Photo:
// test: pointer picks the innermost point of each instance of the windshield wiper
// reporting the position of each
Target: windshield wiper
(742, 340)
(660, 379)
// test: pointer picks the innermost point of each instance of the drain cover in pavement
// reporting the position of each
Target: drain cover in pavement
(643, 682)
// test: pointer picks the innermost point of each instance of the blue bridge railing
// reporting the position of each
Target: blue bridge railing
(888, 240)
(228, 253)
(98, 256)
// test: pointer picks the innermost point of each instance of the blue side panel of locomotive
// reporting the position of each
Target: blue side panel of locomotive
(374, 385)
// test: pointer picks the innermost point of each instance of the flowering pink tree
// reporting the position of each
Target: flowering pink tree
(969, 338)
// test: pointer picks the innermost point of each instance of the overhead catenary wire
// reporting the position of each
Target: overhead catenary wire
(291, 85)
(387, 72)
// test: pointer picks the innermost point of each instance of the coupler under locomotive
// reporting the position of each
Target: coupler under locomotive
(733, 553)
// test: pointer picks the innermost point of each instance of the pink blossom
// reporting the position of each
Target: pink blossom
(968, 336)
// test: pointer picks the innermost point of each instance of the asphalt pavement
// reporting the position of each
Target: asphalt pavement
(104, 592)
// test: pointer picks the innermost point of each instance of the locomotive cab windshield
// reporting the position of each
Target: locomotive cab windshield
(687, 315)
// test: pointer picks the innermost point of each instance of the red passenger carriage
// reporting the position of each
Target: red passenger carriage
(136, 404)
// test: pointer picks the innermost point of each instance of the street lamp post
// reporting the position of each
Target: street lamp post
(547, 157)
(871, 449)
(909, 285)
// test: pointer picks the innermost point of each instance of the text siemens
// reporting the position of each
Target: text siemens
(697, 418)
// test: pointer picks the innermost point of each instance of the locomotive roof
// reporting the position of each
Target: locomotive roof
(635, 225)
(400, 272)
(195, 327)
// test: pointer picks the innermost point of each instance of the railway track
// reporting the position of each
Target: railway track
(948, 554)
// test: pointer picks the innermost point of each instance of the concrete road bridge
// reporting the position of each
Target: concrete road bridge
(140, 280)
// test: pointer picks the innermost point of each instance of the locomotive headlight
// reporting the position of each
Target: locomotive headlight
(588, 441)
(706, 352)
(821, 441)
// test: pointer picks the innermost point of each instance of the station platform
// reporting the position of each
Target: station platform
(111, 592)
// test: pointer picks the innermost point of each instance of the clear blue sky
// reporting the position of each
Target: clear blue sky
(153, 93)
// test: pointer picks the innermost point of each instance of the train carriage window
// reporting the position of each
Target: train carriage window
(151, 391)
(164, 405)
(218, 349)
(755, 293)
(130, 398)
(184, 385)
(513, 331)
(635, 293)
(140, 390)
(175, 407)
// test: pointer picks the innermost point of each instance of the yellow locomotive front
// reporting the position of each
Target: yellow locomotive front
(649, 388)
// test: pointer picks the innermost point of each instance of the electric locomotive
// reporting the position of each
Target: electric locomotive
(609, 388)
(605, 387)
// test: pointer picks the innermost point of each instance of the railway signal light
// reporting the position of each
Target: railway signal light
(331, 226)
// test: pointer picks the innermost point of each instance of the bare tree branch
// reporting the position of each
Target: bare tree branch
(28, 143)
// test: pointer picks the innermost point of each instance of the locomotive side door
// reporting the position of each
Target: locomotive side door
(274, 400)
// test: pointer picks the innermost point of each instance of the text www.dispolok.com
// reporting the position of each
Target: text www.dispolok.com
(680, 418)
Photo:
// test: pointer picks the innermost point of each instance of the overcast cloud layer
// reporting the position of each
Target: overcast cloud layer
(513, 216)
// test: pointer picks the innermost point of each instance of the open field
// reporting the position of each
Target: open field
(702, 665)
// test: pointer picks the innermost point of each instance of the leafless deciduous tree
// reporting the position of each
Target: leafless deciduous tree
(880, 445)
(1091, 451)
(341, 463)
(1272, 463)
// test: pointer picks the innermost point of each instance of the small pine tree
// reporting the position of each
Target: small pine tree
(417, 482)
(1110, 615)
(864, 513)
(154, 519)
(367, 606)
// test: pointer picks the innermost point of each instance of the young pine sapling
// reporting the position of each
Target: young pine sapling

- - - -

### [REQUEST]
Quote all of the data above word for word, with no changes.

### [EXPECTED OUTPUT]
Photo:
// test: pointer picks the innermost point of each instance of the windshield wiper
// reporting the position of each
Target: windshield wiper
(742, 340)
(660, 379)
// test: pointer picks the innermost point of each instance of the drain cover in pavement
// reporting the position of each
Target: drain cover in pavement
(643, 682)
// test: pointer picks the innermost point of each instance of the blue bridge railing
// reporting the position of each
Target: blue bridge railing
(888, 240)
(228, 253)
(98, 256)
// test: pointer picks the innermost point of each instance of the blue side panel of locomotive
// reporting the position of each
Target: blue side panel of locomotive
(374, 385)
// test: pointer picks the innermost point of each instance of the flowering pink tree
// reporting the position of each
Target: flowering pink tree
(969, 338)
// test: pointer picks the innermost point of each instance of the overhead catenary wire
// reporting the position of each
Target: overhead catenary wire
(291, 85)
(387, 72)
// test: pointer picks the innermost point of each instance of the coupler under locomotive
// reporting the position of each
Target: coupler under locomotive
(733, 553)
// test: pointer picks the innermost point of each instance of the pink blossom
// reporting the position of each
Target: pink blossom
(968, 336)
// test: pointer picks the innermost point of each instance of the asphalt pavement
// reporting the position of each
Target: asphalt pavement
(104, 592)
// test: pointer picks the innermost point of each instance of the locomotive cab windshield
// reporting the position of each
Target: locomotive cab windshield
(687, 315)
// test: pointer picks the innermost point of each instance of the red passenger carriage
// reporting the position of each
Target: red passenger carriage
(136, 404)
// test: pointer picks the innermost point of each instance of the street lamp post
// reporting the position of each
Target: street lamp post
(547, 157)
(871, 449)
(909, 285)
// test: pointer picks the innermost point of each instance of the text siemens
// reporting the position of each
Target: text siemens
(697, 418)
// test: pointer picks the innermost point of each instance of the locomotive roof
// reporting the position of each
Target: locomotive roof
(635, 225)
(400, 272)
(195, 327)
// test: pointer picks the innermost point of each instance of the railway track
// reporting the position of each
Target: railway track
(948, 554)
// test: pointer picks the innermost point of each instance of the concrete road bridge
// reporting the position of each
Target: concrete road bridge
(140, 280)
// test: pointer picks the innermost point of each instance of the locomotive headlight
// reporting the position of each
Target: locomotive headlight
(588, 441)
(706, 352)
(821, 441)
// test: pointer picks the innermost point of each instance of the station platform
// reporting the position of each
Target: station platform
(111, 592)
// test: pointer picks the innermost point of each instance of the clear blue sky
// reporting the position of each
Target: clear blue sky
(153, 93)
// test: pointer picks the innermost point of each instance of the train carriage window
// reporting the position of each
Target: train carriage window
(151, 391)
(164, 405)
(218, 349)
(755, 293)
(130, 398)
(184, 385)
(513, 331)
(635, 293)
(140, 390)
(175, 407)
// test: pointer picks the innermost point of each instance of the yellow locomotive front
// reporting the position of each
Target: yellow locomotive front
(649, 388)
// test: pointer picks the innermost point of each instance of the electric locomotive
// reporting the position of each
Target: electric locomotive
(609, 388)
(605, 387)
// test: pointer picks the innermost point of each instance of the railway signal light
// reporting the position of each
Target: railway signal light
(331, 226)
// test: pointer picks the innermost point of each instance of the bare tree branch
// reporting the position of each
Target: bare tree branch
(28, 143)
// test: pointer picks the innermost point of each instance of the locomotive side door
// reporting the position of each
Target: locomotive side door
(274, 400)
// test: pointer picks the innermost point of each instance of the text www.dispolok.com
// reporting the position of each
Target: text www.dispolok.com
(680, 418)
Photo:
// test: pointer picks the innermost point of each instance of the overcast cloud layer
// reporting the position of each
Target: overcast cloud layer
(513, 216)
// test: pointer picks the innermost point of each instance of the open field
// reporting the position of each
Target: open field
(702, 665)
// test: pointer picks the innermost point of each instance of the leafless deciduous tree
// reporting the position of each
Target: leafless deciduous tree
(880, 445)
(1091, 451)
(341, 463)
(1272, 463)
// test: pointer picks the innermost point of each instance of the small pine tree
// reporting the position of each
Target: small pine tree
(417, 482)
(1110, 615)
(864, 513)
(154, 519)
(367, 606)
// test: pointer picks the innermost point of each instance of the young pine sapling
// reporting the position of each
Target: young pine sapling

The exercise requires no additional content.